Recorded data
□ □ □ □ □ □ □

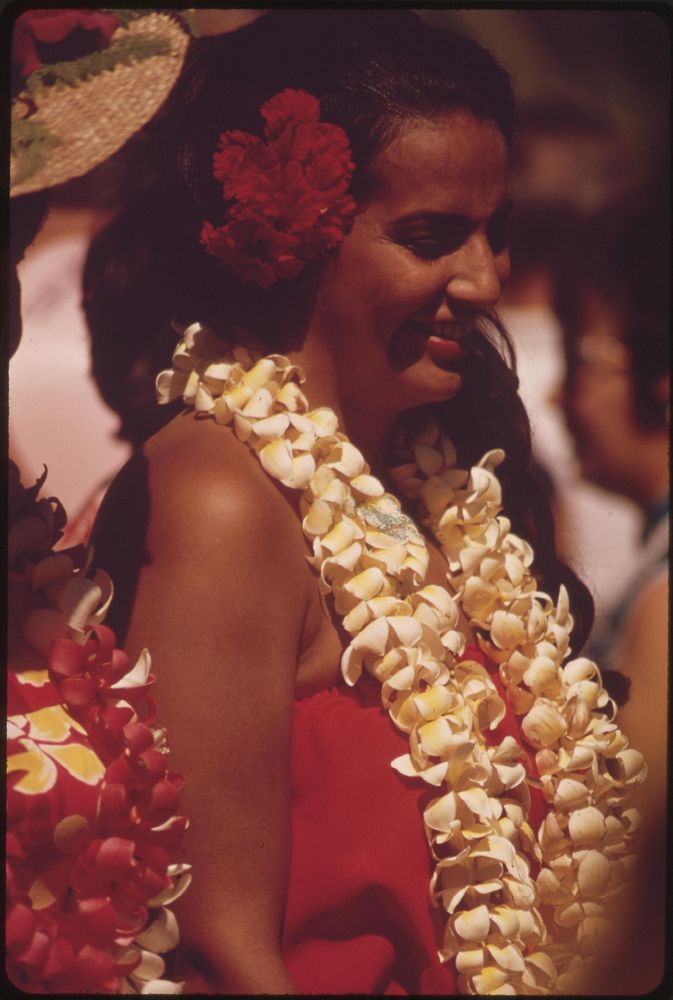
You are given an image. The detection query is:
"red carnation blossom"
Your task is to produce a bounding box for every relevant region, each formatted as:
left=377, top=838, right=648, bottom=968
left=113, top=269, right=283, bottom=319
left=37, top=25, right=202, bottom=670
left=201, top=89, right=355, bottom=288
left=12, top=9, right=120, bottom=78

□ □ □ □ □ □ □

Given instruction.
Rewrite the records with "carnation" replaced by "rose" and every other line unchanged, leaving out the pictures.

Expected answer.
You are given an image. The detection query is:
"red rose blossom"
Your task is to produce a bounding box for every relevant region, each formatted as:
left=377, top=838, right=648, bottom=968
left=113, top=269, right=283, bottom=319
left=37, top=25, right=202, bottom=670
left=201, top=89, right=355, bottom=288
left=12, top=9, right=120, bottom=78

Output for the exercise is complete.